Please format everything below, from the line containing "Tag the eyebrow" down to the line containing "[(28, 133), (172, 134)]", both included, as a numbered list, leaving out blank lines.

·····

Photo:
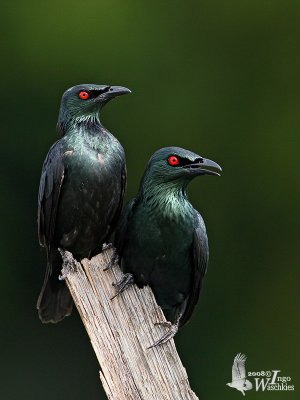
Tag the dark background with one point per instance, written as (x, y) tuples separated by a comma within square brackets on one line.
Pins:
[(220, 78)]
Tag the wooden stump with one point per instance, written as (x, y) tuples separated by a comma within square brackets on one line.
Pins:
[(121, 330)]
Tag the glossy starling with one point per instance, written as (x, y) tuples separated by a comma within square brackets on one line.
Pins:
[(81, 190), (161, 239)]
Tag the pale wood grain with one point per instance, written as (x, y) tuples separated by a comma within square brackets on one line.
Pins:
[(121, 330)]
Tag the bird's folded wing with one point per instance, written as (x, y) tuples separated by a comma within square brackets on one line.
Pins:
[(200, 254), (238, 367), (49, 191)]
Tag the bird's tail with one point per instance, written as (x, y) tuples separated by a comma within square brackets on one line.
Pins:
[(55, 301)]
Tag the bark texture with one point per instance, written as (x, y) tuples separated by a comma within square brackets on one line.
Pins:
[(121, 330)]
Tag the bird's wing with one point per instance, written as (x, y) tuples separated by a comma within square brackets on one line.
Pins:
[(238, 367), (200, 256), (49, 191)]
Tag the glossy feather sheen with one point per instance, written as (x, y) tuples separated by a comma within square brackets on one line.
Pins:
[(162, 241), (81, 191), (91, 192)]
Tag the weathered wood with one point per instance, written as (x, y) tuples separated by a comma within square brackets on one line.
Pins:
[(121, 330)]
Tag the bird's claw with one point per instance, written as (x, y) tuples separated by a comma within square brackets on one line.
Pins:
[(122, 284), (107, 246), (113, 261), (167, 324), (172, 330)]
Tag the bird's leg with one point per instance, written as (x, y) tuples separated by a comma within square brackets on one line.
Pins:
[(69, 263), (122, 284), (113, 261), (107, 246), (172, 330)]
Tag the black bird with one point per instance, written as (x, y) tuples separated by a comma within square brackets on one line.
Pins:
[(81, 190), (161, 239)]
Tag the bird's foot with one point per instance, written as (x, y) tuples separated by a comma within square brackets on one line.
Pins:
[(122, 284), (172, 330), (107, 246), (113, 261), (69, 264)]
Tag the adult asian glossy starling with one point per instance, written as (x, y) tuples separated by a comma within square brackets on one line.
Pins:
[(81, 190), (161, 239)]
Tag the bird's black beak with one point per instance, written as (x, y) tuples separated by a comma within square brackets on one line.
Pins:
[(200, 166), (114, 91)]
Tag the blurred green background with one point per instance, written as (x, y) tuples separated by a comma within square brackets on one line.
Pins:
[(219, 78)]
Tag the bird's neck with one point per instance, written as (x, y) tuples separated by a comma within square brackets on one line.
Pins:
[(167, 199), (89, 122)]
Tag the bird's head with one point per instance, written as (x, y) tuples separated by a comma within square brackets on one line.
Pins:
[(177, 166), (83, 102)]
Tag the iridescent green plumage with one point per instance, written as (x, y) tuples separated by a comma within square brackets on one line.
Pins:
[(81, 190), (162, 239)]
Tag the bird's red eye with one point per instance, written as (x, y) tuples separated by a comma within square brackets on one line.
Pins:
[(173, 160), (84, 95)]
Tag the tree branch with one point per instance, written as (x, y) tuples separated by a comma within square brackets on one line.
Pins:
[(121, 330)]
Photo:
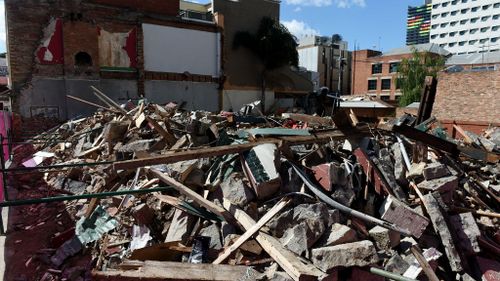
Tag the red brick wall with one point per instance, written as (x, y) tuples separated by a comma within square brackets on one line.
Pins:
[(164, 7), (362, 70), (468, 96)]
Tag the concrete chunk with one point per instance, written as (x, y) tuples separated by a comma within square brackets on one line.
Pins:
[(361, 253), (385, 239), (398, 213), (236, 190), (467, 231), (338, 234), (440, 184), (435, 170)]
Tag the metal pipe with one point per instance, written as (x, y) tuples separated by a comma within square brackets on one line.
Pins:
[(25, 169), (81, 196), (328, 200), (390, 275), (403, 152)]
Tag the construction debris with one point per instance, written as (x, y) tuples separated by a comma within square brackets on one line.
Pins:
[(290, 198)]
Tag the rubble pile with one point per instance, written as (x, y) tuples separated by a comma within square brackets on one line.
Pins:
[(242, 196)]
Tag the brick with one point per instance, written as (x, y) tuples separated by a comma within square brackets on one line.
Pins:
[(398, 213)]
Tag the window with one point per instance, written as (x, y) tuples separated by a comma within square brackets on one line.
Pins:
[(372, 85), (386, 84), (376, 68), (393, 67), (83, 59)]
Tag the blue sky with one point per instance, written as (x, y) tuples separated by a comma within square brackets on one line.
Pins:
[(366, 22)]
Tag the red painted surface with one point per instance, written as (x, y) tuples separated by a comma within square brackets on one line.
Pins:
[(131, 47), (55, 47)]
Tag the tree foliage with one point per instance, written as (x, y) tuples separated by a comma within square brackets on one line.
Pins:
[(412, 73), (273, 44)]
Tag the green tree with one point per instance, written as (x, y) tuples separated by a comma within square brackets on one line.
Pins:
[(412, 73), (272, 44)]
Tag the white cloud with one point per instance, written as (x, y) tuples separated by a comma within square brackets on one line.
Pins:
[(300, 28), (3, 33), (350, 3), (323, 3)]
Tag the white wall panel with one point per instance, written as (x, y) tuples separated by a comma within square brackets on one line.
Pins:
[(171, 49)]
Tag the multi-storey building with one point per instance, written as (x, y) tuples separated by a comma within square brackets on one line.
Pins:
[(466, 26), (329, 58), (418, 25)]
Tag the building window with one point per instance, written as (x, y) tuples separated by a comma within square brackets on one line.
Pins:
[(372, 85), (376, 68), (83, 59), (386, 84), (394, 67)]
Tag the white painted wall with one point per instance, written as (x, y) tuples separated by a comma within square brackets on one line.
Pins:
[(308, 58), (171, 49)]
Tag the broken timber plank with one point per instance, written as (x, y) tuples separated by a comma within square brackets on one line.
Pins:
[(289, 261), (250, 232), (424, 264), (428, 139), (229, 149), (155, 270), (311, 119), (440, 226), (198, 199)]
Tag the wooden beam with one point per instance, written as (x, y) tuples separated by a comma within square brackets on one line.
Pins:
[(186, 191), (250, 232), (206, 152), (155, 270), (424, 264), (290, 262)]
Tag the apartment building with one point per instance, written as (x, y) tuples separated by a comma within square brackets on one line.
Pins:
[(329, 58), (466, 26)]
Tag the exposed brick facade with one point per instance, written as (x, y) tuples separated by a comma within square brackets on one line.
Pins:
[(468, 97), (362, 62)]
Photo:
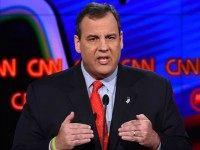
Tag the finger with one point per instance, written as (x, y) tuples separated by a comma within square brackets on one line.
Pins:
[(79, 126), (129, 138), (80, 137), (131, 134), (128, 128), (141, 117), (81, 131), (69, 118), (80, 142), (131, 122)]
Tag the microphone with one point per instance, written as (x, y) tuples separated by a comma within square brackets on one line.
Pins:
[(105, 100)]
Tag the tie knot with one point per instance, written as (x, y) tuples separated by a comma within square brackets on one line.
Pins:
[(97, 85)]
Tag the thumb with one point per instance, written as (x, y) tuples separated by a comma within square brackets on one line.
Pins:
[(141, 117), (69, 118)]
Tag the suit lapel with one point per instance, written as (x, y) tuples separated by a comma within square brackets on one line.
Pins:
[(125, 97), (80, 101)]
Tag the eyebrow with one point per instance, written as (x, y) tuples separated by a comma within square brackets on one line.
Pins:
[(93, 35), (112, 34)]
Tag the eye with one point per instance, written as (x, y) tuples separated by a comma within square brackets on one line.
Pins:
[(92, 39), (111, 37)]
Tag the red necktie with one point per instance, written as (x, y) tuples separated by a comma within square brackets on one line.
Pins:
[(97, 108)]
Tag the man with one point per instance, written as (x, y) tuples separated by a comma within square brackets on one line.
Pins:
[(60, 112)]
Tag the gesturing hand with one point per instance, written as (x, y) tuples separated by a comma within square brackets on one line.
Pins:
[(140, 130), (72, 134)]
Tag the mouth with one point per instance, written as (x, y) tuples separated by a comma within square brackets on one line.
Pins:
[(103, 60)]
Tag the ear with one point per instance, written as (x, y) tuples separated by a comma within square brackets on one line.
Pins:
[(121, 40), (77, 44)]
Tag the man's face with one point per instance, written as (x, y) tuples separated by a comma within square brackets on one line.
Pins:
[(100, 45)]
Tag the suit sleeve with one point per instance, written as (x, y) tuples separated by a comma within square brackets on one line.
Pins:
[(28, 133), (172, 134)]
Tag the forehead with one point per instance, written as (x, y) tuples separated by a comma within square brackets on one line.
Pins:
[(104, 25)]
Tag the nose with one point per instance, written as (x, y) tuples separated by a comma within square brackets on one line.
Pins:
[(103, 46)]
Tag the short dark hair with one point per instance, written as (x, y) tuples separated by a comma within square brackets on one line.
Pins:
[(96, 10)]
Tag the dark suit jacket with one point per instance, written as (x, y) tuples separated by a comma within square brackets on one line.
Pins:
[(52, 98)]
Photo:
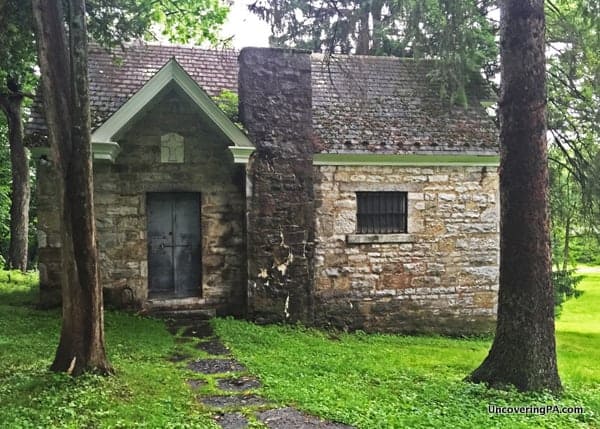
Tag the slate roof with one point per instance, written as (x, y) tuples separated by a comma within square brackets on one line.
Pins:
[(360, 104)]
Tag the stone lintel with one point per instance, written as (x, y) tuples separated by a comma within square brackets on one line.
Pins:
[(379, 238)]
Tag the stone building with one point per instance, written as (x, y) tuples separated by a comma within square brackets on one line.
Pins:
[(354, 197)]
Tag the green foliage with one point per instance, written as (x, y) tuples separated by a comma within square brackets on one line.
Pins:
[(147, 390), (458, 34), (573, 97), (5, 180), (372, 381), (565, 283), (113, 22), (388, 381), (228, 102)]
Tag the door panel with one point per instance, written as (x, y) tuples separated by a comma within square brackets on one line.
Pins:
[(186, 237), (174, 237)]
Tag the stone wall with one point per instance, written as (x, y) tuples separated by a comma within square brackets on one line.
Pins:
[(442, 276), (120, 208), (275, 107)]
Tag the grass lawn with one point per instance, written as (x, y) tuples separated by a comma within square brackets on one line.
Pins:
[(388, 381), (148, 390), (370, 381)]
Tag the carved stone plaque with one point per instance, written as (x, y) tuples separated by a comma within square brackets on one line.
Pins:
[(171, 148)]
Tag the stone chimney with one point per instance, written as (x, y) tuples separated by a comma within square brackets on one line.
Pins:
[(276, 108)]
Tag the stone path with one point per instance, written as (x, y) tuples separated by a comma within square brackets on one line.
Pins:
[(236, 405)]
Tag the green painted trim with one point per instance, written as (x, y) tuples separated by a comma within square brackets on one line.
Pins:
[(105, 151), (405, 160), (241, 155), (170, 72)]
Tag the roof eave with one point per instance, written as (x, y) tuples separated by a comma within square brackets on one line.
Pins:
[(172, 71)]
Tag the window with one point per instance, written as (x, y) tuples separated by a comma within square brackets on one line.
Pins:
[(381, 212)]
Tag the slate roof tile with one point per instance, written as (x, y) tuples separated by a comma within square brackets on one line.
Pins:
[(360, 104)]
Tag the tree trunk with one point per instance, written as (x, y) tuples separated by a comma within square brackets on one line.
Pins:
[(566, 244), (377, 37), (20, 189), (363, 37), (66, 103), (523, 353)]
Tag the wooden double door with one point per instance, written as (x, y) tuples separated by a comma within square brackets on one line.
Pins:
[(174, 245)]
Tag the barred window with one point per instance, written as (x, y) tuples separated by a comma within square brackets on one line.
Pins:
[(381, 212)]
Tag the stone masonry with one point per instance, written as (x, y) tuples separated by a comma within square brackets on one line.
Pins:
[(120, 208), (442, 276), (279, 235), (275, 106)]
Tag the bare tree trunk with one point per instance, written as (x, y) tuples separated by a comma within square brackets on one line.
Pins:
[(377, 37), (20, 189), (523, 353), (566, 244), (66, 102), (363, 37)]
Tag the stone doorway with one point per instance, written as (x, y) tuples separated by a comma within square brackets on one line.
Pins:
[(174, 245)]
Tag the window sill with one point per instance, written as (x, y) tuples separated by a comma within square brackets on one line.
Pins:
[(379, 238)]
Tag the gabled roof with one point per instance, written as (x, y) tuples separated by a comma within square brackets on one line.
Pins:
[(170, 73), (361, 105), (386, 105)]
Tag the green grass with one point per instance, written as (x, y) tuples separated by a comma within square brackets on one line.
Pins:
[(147, 391), (371, 381), (387, 381)]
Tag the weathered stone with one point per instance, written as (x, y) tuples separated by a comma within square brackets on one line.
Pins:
[(281, 172), (120, 200), (407, 287), (238, 384), (236, 401), (232, 420), (290, 418), (215, 366)]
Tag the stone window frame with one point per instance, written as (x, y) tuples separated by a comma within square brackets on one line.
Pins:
[(380, 238)]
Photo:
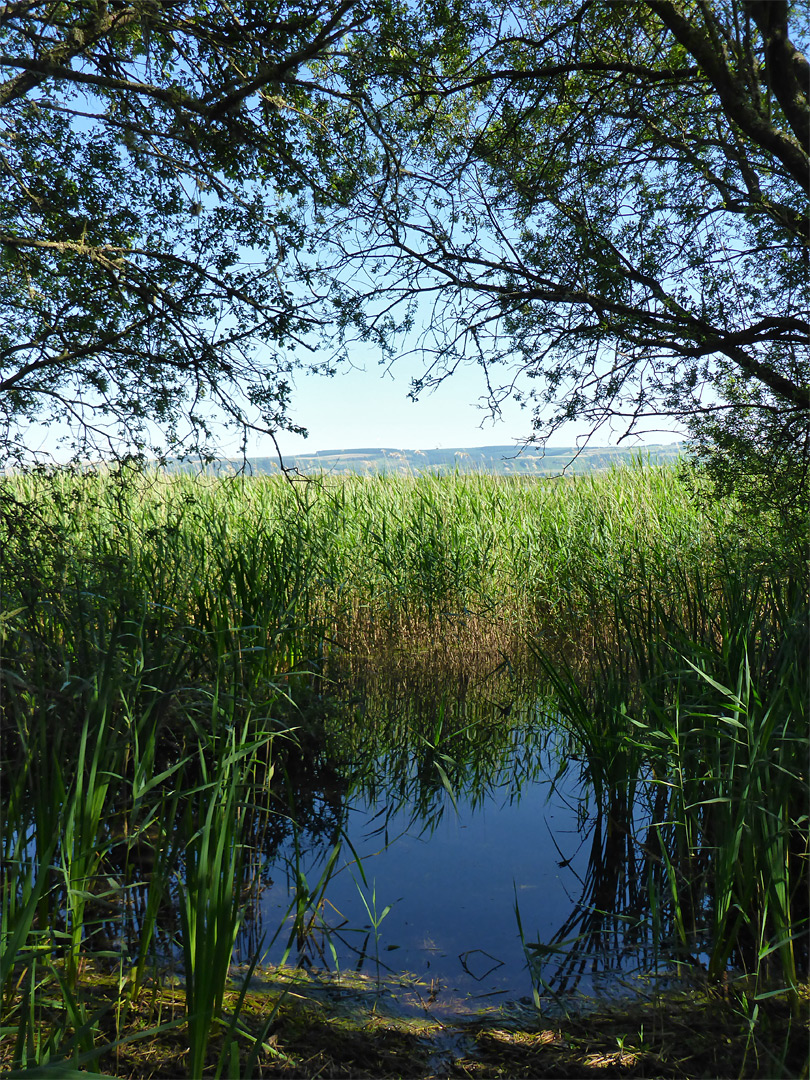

·····

**Response for this exercise**
1. Tag the eyebrow with one point per instance, written as (x, y) tuples separated by a comma within square brackets on one line.
2. Pins:
3. [(93, 35), (112, 34)]
4. Tag the eye with one point per instance, written as (x, y) tuples separated by a comma within square brackets on one line.
5. Pins:
6. [(92, 39), (111, 37)]
7. Tag the red necktie with one point per instance, written as (x, y) tuples separated by a comma within square brackets on one line.
8. Pins:
9. [(97, 108)]
10. Tag the man with one point per instance, written as (x, y) tuples separated by a comma within square brackets on one line.
11. Pins:
12. [(60, 112)]
13. Tag the gesturing hand with one point per instance, written as (x, y) tuples separated by a comma within square brackets on one line.
14. Pins:
15. [(140, 130), (72, 134)]
16. Tag the mouth with one point per instance, written as (x, y) tuples separated by a comma within square brackets on one line.
17. Pins:
18. [(103, 60)]
19. Tag the ear with one point per instance, written as (x, y) tuples separated by a comma within square brackets on one line.
20. Pins:
21. [(121, 40), (77, 44)]
22. Tag the man's face with one point per instance, written as (x, y) tuples separated by a comma within square brackets on one line.
23. Pins:
24. [(100, 45)]
25. Tag the suit sleeve with one point per instance, written as (x, y) tuples separated by a comma within square brackets on one line.
26. Pins:
27. [(28, 133), (172, 134)]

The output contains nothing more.